● Description of the task
Copy each of the entries below line for line, without changing anything.

□ □ □ □ □ □ □

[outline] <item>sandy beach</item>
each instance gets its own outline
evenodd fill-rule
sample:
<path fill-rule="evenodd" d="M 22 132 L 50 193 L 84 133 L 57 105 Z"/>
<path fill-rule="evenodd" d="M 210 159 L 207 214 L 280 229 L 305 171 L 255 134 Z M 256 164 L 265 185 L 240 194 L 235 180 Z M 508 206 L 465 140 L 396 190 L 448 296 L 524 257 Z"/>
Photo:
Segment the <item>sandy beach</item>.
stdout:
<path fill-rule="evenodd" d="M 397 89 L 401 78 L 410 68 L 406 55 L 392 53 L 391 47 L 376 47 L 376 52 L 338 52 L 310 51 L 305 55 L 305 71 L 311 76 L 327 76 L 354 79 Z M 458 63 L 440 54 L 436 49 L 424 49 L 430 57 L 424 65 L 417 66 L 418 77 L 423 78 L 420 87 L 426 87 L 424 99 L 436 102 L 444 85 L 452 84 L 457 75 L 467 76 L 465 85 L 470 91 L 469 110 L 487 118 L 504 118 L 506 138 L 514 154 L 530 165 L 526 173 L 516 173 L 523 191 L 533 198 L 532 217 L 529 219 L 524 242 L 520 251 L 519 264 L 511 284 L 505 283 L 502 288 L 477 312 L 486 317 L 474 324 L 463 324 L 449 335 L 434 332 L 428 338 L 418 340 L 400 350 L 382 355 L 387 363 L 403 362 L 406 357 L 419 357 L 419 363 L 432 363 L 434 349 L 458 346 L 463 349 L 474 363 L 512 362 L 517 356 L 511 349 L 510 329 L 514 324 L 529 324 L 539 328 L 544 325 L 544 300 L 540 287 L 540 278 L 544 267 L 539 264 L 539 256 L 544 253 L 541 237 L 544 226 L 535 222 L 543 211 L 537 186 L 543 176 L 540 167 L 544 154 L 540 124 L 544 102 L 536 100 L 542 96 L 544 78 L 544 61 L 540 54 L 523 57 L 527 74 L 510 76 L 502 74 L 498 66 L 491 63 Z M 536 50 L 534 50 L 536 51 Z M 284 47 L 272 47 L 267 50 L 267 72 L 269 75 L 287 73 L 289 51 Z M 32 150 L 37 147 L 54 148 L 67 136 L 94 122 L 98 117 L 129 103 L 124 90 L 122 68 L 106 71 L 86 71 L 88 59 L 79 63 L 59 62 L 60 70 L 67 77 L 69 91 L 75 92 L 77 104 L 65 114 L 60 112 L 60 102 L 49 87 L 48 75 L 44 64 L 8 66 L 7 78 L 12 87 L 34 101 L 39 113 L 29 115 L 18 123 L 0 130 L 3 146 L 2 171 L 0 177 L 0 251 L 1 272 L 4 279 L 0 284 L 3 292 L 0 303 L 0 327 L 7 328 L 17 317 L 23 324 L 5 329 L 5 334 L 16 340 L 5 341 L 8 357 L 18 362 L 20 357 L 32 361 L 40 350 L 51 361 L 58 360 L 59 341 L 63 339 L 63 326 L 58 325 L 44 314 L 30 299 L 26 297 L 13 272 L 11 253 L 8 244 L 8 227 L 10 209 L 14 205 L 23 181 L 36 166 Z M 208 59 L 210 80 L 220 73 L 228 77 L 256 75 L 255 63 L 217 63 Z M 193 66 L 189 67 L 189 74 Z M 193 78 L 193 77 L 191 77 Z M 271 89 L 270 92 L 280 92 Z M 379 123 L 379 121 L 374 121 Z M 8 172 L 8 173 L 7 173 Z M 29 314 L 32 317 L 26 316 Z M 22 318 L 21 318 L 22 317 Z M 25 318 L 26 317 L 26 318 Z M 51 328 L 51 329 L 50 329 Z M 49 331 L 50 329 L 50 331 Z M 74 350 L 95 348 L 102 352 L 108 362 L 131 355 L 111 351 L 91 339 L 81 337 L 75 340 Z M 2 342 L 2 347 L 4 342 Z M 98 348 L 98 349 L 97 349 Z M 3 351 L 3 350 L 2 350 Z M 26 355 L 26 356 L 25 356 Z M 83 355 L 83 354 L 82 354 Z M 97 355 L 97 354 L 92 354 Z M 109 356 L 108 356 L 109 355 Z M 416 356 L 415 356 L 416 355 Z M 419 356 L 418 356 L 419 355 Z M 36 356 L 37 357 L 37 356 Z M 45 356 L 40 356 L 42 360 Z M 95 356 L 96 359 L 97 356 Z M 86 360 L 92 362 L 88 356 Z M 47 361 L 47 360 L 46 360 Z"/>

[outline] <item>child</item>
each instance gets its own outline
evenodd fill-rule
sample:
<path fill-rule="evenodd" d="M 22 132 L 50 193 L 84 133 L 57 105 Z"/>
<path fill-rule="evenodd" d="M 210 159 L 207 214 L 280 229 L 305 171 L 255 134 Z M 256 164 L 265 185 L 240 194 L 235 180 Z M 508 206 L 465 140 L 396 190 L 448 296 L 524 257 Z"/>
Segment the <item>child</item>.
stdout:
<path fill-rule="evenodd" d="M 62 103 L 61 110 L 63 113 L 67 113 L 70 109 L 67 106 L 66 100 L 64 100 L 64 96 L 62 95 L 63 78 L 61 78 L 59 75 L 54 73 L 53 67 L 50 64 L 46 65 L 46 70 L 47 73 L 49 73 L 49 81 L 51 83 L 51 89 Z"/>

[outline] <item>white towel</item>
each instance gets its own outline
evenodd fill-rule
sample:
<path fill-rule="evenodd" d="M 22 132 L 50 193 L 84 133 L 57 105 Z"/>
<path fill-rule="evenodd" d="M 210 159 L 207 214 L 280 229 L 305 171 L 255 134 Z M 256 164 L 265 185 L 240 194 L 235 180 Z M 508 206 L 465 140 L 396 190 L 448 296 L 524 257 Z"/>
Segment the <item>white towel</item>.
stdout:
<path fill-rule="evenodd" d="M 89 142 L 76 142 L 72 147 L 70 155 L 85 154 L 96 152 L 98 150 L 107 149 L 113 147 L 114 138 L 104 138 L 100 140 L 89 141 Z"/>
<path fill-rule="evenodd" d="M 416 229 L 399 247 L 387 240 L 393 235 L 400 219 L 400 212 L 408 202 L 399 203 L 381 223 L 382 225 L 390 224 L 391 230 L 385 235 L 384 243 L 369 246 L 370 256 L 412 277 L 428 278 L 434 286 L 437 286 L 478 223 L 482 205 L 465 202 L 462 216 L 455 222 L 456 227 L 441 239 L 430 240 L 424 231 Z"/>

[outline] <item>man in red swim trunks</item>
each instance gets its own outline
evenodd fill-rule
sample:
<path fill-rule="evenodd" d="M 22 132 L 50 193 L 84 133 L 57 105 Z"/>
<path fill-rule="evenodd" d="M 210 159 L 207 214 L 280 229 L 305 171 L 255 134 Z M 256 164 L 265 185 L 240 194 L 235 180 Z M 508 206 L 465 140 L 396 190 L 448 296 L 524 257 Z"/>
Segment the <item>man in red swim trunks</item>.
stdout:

□ □ □ □ □ □ □

● Complete output
[outline] <item>sandy beach</item>
each instance gets its own outline
evenodd fill-rule
sample:
<path fill-rule="evenodd" d="M 22 132 L 50 193 L 84 133 L 57 105 Z"/>
<path fill-rule="evenodd" d="M 210 159 L 207 214 L 280 229 L 305 171 L 255 134 Z M 256 164 L 265 185 L 240 194 L 235 180 Z M 508 206 L 465 140 L 396 190 L 448 296 L 524 257 Z"/>
Photo:
Segment the <item>sandy beach</item>.
stdout:
<path fill-rule="evenodd" d="M 397 89 L 401 78 L 410 68 L 406 55 L 392 53 L 391 47 L 376 47 L 376 52 L 338 52 L 310 51 L 305 55 L 305 71 L 311 76 L 327 76 L 354 79 Z M 458 63 L 440 54 L 436 49 L 424 49 L 430 57 L 424 65 L 417 66 L 418 77 L 423 78 L 420 87 L 426 87 L 424 99 L 436 102 L 444 85 L 452 84 L 457 75 L 467 76 L 465 85 L 470 91 L 469 110 L 487 118 L 504 118 L 506 138 L 514 154 L 530 165 L 526 173 L 516 173 L 523 191 L 533 198 L 532 217 L 529 219 L 524 242 L 520 251 L 519 264 L 511 284 L 505 283 L 502 288 L 477 312 L 486 317 L 474 324 L 463 324 L 449 335 L 434 332 L 428 338 L 418 340 L 400 350 L 382 355 L 387 363 L 403 362 L 406 357 L 419 357 L 419 363 L 432 363 L 434 349 L 458 346 L 463 349 L 474 363 L 512 362 L 517 356 L 511 349 L 510 329 L 514 324 L 529 324 L 539 328 L 544 325 L 544 300 L 540 287 L 540 278 L 544 267 L 539 264 L 539 256 L 544 253 L 541 237 L 544 226 L 535 222 L 543 211 L 537 186 L 543 176 L 540 167 L 544 154 L 540 124 L 544 102 L 536 100 L 542 96 L 544 78 L 544 61 L 540 54 L 523 57 L 527 74 L 510 76 L 502 74 L 498 66 L 491 63 Z M 536 50 L 534 50 L 536 51 Z M 284 47 L 272 47 L 267 50 L 267 72 L 269 75 L 287 73 L 289 51 Z M 32 150 L 37 147 L 54 148 L 67 136 L 94 122 L 98 117 L 129 103 L 124 90 L 122 68 L 106 71 L 86 71 L 88 59 L 79 63 L 59 62 L 60 70 L 67 77 L 69 91 L 75 92 L 77 104 L 65 114 L 60 112 L 60 102 L 49 87 L 48 75 L 44 64 L 8 66 L 7 78 L 12 87 L 34 101 L 39 113 L 29 115 L 18 123 L 0 130 L 3 146 L 2 171 L 0 177 L 0 251 L 1 272 L 4 279 L 0 284 L 3 292 L 0 303 L 0 327 L 7 328 L 17 317 L 23 324 L 5 329 L 5 334 L 16 340 L 5 341 L 8 357 L 18 362 L 20 357 L 32 361 L 40 350 L 51 361 L 58 360 L 59 341 L 63 339 L 63 326 L 58 325 L 44 314 L 30 299 L 26 297 L 13 272 L 11 253 L 8 244 L 8 227 L 10 209 L 14 205 L 23 181 L 36 166 Z M 208 59 L 210 80 L 220 73 L 228 77 L 256 75 L 255 63 L 217 63 Z M 193 66 L 189 67 L 189 74 Z M 193 78 L 193 77 L 191 77 Z M 271 89 L 270 92 L 280 92 Z M 379 123 L 379 121 L 374 121 Z M 8 172 L 8 173 L 7 173 Z M 29 314 L 32 317 L 26 316 Z M 22 318 L 21 318 L 22 317 Z M 25 318 L 26 317 L 26 318 Z M 51 328 L 51 329 L 50 329 Z M 49 331 L 50 329 L 50 331 Z M 74 350 L 95 348 L 102 352 L 108 362 L 131 355 L 111 351 L 91 339 L 81 337 L 75 340 Z M 2 342 L 2 347 L 4 342 Z M 98 348 L 98 349 L 97 349 Z M 3 351 L 3 350 L 2 350 Z M 26 355 L 26 356 L 25 356 Z M 83 355 L 83 354 L 82 354 Z M 97 355 L 97 354 L 92 354 Z M 109 356 L 108 356 L 109 355 Z M 416 356 L 415 356 L 416 355 Z M 419 356 L 418 356 L 419 355 Z M 36 356 L 37 357 L 37 356 Z M 45 356 L 40 356 L 42 360 Z M 95 356 L 96 359 L 97 356 Z M 86 360 L 92 362 L 88 356 Z M 47 361 L 47 360 L 46 360 Z"/>

[outline] <item>child</item>
each instance gets its own outline
evenodd fill-rule
sample:
<path fill-rule="evenodd" d="M 22 132 L 50 193 L 84 133 L 57 105 Z"/>
<path fill-rule="evenodd" d="M 210 159 L 207 214 L 280 229 L 305 171 L 255 134 Z M 256 164 L 265 185 L 240 194 L 235 180 Z M 508 206 L 465 140 L 396 190 L 448 296 L 524 257 Z"/>
Segment the <item>child</item>.
stdout:
<path fill-rule="evenodd" d="M 62 103 L 61 110 L 63 113 L 67 113 L 70 109 L 67 106 L 66 100 L 64 100 L 64 96 L 62 95 L 63 78 L 61 78 L 59 75 L 54 73 L 53 67 L 50 64 L 46 65 L 46 70 L 47 73 L 49 73 L 49 81 L 51 83 L 51 89 Z"/>

[outline] <item>white towel</item>
each instance gets its own outline
evenodd fill-rule
sample:
<path fill-rule="evenodd" d="M 22 132 L 50 193 L 84 133 L 57 105 Z"/>
<path fill-rule="evenodd" d="M 210 159 L 207 214 L 280 229 L 305 171 L 255 134 Z M 256 164 L 265 185 L 240 194 L 235 180 Z M 508 206 L 465 140 L 396 190 L 448 296 L 524 257 Z"/>
Segment the <item>white towel</item>.
stdout:
<path fill-rule="evenodd" d="M 89 142 L 76 142 L 72 147 L 70 155 L 85 154 L 96 152 L 98 150 L 107 149 L 113 147 L 114 138 L 104 138 L 100 140 L 89 141 Z"/>
<path fill-rule="evenodd" d="M 416 229 L 399 247 L 387 240 L 393 235 L 400 219 L 400 212 L 408 202 L 399 203 L 381 223 L 382 225 L 390 224 L 391 230 L 385 235 L 384 243 L 369 246 L 370 256 L 412 277 L 428 278 L 434 286 L 437 286 L 478 223 L 482 205 L 465 202 L 462 216 L 455 222 L 456 227 L 441 239 L 430 240 L 424 231 Z"/>

[outline] <item>man in red swim trunks</item>
each instance gets its own outline
evenodd fill-rule
sample:
<path fill-rule="evenodd" d="M 22 132 L 50 193 L 84 133 L 57 105 Z"/>
<path fill-rule="evenodd" d="M 210 159 L 207 214 L 280 229 L 305 171 L 255 134 Z M 256 164 L 265 185 L 240 194 L 235 180 Z M 508 206 L 465 140 L 396 190 L 448 296 L 524 257 Z"/>
Segment the <item>man in red swim trunks</item>.
stdout:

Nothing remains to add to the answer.